→ Your objective:
For this exercise, an exact copy is needed of only the lines from the one containing "Where can you spot the toilet base?" through the end of the data, with pictures left out.

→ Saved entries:
>>>>>

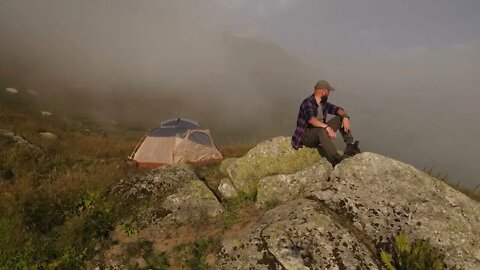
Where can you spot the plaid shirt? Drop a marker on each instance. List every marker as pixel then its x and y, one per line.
pixel 309 109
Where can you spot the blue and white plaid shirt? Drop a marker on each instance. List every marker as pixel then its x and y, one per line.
pixel 309 109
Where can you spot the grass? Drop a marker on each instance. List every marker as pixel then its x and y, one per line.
pixel 53 209
pixel 418 255
pixel 56 212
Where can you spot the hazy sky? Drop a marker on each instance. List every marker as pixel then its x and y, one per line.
pixel 406 70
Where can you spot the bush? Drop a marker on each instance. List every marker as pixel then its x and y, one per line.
pixel 420 255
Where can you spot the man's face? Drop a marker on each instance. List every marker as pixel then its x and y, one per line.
pixel 325 93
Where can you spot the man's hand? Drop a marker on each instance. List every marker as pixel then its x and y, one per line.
pixel 331 133
pixel 346 124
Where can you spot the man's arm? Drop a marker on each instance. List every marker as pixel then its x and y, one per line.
pixel 317 123
pixel 345 119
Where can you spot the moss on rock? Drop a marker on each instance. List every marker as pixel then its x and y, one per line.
pixel 274 156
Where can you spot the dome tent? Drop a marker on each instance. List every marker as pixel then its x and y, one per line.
pixel 175 141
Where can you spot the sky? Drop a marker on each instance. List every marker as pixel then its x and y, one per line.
pixel 407 71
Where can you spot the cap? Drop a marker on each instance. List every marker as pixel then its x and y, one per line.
pixel 322 84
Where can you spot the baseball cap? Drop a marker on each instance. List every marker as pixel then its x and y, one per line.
pixel 322 84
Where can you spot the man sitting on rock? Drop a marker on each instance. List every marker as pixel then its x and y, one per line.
pixel 312 131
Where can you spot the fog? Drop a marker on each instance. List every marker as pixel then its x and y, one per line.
pixel 407 72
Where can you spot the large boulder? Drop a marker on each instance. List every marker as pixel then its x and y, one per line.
pixel 19 140
pixel 282 188
pixel 382 197
pixel 226 189
pixel 296 235
pixel 274 156
pixel 193 202
pixel 157 183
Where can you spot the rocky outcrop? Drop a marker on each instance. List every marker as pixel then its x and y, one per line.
pixel 157 183
pixel 193 202
pixel 282 188
pixel 382 197
pixel 320 217
pixel 19 140
pixel 226 189
pixel 272 157
pixel 296 235
pixel 182 196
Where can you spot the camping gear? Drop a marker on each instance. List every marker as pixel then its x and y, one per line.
pixel 175 141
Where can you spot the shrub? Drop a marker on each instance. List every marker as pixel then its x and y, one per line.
pixel 419 255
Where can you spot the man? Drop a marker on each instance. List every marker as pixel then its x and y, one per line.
pixel 313 129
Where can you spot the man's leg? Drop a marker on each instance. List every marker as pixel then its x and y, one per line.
pixel 335 123
pixel 352 145
pixel 315 136
pixel 310 138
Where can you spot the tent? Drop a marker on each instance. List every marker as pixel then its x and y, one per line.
pixel 175 141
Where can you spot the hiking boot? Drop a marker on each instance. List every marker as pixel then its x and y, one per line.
pixel 352 149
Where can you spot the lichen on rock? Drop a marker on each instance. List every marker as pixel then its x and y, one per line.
pixel 274 156
pixel 282 188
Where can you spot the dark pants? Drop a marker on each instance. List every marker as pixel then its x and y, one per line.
pixel 314 136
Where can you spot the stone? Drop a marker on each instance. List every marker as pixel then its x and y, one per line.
pixel 226 189
pixel 274 156
pixel 193 202
pixel 19 140
pixel 382 196
pixel 296 235
pixel 225 164
pixel 48 135
pixel 157 183
pixel 11 90
pixel 282 188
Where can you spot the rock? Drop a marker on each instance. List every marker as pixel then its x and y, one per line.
pixel 48 135
pixel 282 188
pixel 21 141
pixel 157 183
pixel 296 235
pixel 11 90
pixel 225 164
pixel 274 156
pixel 226 189
pixel 193 202
pixel 382 197
pixel 46 114
pixel 32 92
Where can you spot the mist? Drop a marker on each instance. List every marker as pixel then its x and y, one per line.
pixel 407 73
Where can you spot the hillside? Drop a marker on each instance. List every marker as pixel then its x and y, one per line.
pixel 71 203
pixel 241 77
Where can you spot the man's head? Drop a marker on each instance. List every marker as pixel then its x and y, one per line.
pixel 323 89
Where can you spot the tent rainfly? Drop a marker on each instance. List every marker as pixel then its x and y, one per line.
pixel 175 141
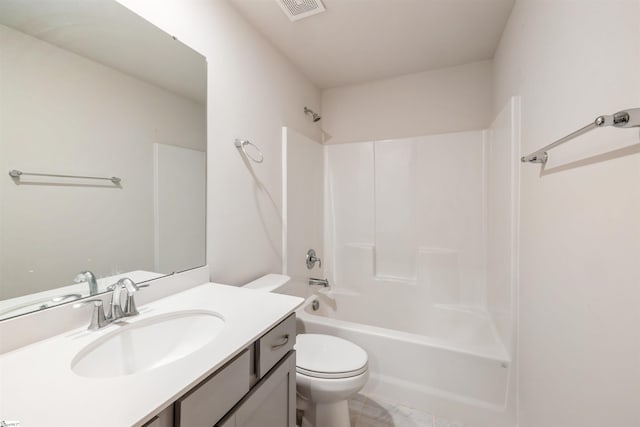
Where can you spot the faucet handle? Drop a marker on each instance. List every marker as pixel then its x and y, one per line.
pixel 98 319
pixel 130 303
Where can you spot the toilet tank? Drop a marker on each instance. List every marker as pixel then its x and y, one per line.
pixel 269 283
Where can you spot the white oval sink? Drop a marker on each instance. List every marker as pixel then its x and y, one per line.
pixel 147 344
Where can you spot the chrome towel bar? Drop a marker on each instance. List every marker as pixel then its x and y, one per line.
pixel 621 119
pixel 241 144
pixel 14 173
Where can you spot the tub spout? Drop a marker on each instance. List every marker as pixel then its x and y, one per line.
pixel 320 282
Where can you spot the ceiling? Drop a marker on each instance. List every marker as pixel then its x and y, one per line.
pixel 362 40
pixel 109 33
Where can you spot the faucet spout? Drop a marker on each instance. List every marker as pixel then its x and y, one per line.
pixel 319 282
pixel 87 276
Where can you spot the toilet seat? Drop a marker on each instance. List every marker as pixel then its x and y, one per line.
pixel 329 357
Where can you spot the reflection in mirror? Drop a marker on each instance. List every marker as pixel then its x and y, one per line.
pixel 90 89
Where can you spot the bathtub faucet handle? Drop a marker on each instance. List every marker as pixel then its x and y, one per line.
pixel 312 259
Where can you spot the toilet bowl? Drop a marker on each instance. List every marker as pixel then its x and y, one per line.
pixel 329 371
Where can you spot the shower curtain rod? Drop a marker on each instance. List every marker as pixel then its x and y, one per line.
pixel 621 119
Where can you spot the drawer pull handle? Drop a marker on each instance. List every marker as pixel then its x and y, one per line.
pixel 282 343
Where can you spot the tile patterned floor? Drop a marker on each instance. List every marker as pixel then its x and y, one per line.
pixel 366 412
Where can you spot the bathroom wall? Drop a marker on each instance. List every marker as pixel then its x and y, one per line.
pixel 579 351
pixel 57 119
pixel 502 214
pixel 432 102
pixel 303 181
pixel 253 90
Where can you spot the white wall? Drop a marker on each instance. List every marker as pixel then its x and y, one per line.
pixel 579 346
pixel 62 113
pixel 179 201
pixel 438 101
pixel 252 92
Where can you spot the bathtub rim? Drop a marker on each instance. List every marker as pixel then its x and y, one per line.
pixel 394 334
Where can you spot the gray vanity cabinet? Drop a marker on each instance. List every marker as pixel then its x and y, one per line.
pixel 271 403
pixel 257 388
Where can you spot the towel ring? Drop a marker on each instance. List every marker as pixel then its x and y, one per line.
pixel 241 145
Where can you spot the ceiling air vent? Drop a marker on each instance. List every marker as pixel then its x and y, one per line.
pixel 298 9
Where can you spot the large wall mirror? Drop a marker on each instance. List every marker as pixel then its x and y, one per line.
pixel 90 90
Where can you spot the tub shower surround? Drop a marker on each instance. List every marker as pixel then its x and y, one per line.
pixel 420 250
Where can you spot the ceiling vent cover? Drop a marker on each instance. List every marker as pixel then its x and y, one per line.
pixel 298 9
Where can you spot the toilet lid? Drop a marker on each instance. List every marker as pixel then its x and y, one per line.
pixel 326 356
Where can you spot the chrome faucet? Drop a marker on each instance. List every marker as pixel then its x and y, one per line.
pixel 87 276
pixel 117 310
pixel 320 282
pixel 312 259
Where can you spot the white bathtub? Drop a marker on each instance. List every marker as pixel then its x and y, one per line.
pixel 439 358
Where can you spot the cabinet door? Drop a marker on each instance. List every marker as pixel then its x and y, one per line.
pixel 272 402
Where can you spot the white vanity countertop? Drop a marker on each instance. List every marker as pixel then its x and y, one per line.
pixel 38 387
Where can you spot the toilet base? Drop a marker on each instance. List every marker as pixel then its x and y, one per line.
pixel 334 414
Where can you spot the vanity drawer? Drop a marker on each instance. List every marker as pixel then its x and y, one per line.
pixel 275 344
pixel 207 403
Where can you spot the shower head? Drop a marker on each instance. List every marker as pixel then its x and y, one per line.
pixel 314 116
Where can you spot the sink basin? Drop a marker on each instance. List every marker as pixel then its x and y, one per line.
pixel 147 344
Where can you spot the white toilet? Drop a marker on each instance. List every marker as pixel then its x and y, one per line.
pixel 329 370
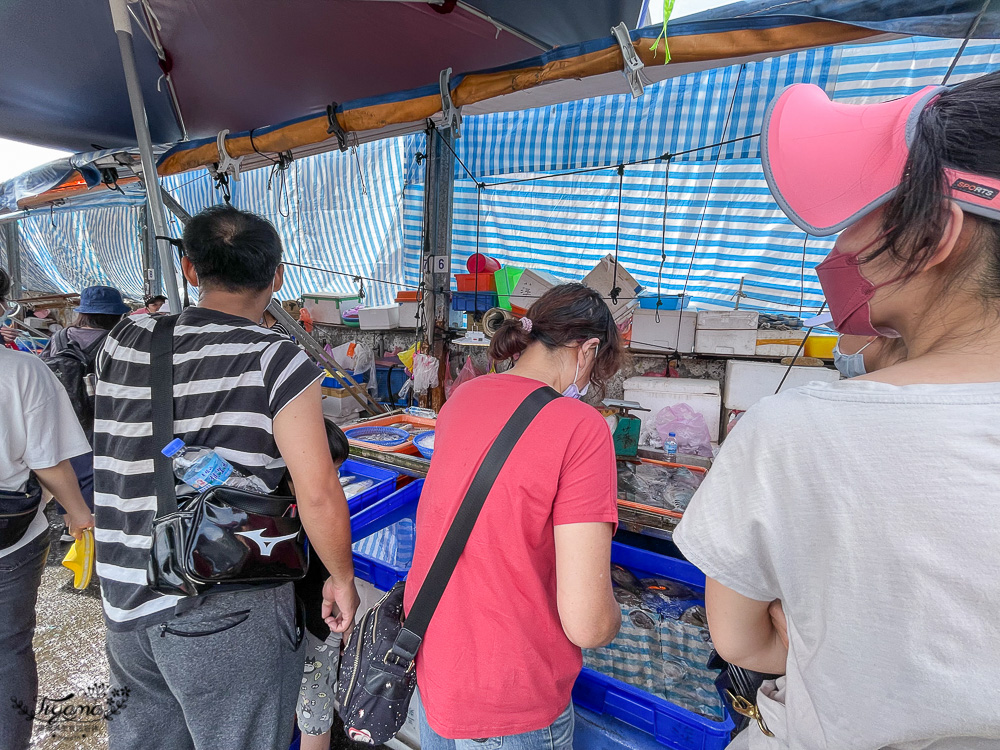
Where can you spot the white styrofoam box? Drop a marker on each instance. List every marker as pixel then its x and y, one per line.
pixel 603 278
pixel 325 308
pixel 774 345
pixel 727 320
pixel 736 343
pixel 749 382
pixel 532 285
pixel 340 408
pixel 702 395
pixel 409 314
pixel 380 318
pixel 650 336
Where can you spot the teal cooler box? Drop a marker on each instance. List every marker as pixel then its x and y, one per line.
pixel 383 537
pixel 677 702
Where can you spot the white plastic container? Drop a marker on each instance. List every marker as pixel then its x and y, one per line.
pixel 325 308
pixel 532 285
pixel 650 336
pixel 702 395
pixel 603 279
pixel 381 318
pixel 749 382
pixel 771 343
pixel 341 408
pixel 734 343
pixel 728 320
pixel 409 314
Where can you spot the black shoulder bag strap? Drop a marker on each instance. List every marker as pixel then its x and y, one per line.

<<<<<

→ Task response:
Where can you spot the toilet base? Drop a marker on each instance. List every marker as pixel then its x and y, one per line.
pixel 334 414
Where can you spot the vanity drawer? Drop a marker on each instance. List every marker as pixel then its x and y, one per line.
pixel 275 344
pixel 207 403
Where can you spot the shower head? Drop a marker on each instance. List every marker as pixel then its x and y, one per line.
pixel 314 116
Where can you spot the sink basin? Drop a marker on each instance. List every marker as pixel then its x and y, one per line.
pixel 147 344
Where can you spot the white toilet? Drop a marker on each instance. List every marker as pixel then its x and y, one per line.
pixel 329 370
Where can you spot the white styrofoam box? Drop a marker on each instance. List every marker as pixel then its x and y, one per line.
pixel 603 278
pixel 325 308
pixel 774 345
pixel 727 320
pixel 736 343
pixel 749 382
pixel 532 285
pixel 340 408
pixel 702 395
pixel 409 314
pixel 380 318
pixel 650 336
Where can you spot the teal cooler box? Drop a marker on each instance. List every marker as pixel then its x and y, one per line.
pixel 383 537
pixel 677 702
Where can you spot the white plastic container? Drop a marker on each instance. List every marker as pixel then its x and y, one per line.
pixel 325 308
pixel 532 285
pixel 650 336
pixel 702 395
pixel 603 279
pixel 381 318
pixel 749 382
pixel 771 343
pixel 341 408
pixel 734 343
pixel 728 320
pixel 409 314
Where can you spot the black shoulder bag strap? Drop a marker on each instance. List every marker as pixel then its x and y, one per line.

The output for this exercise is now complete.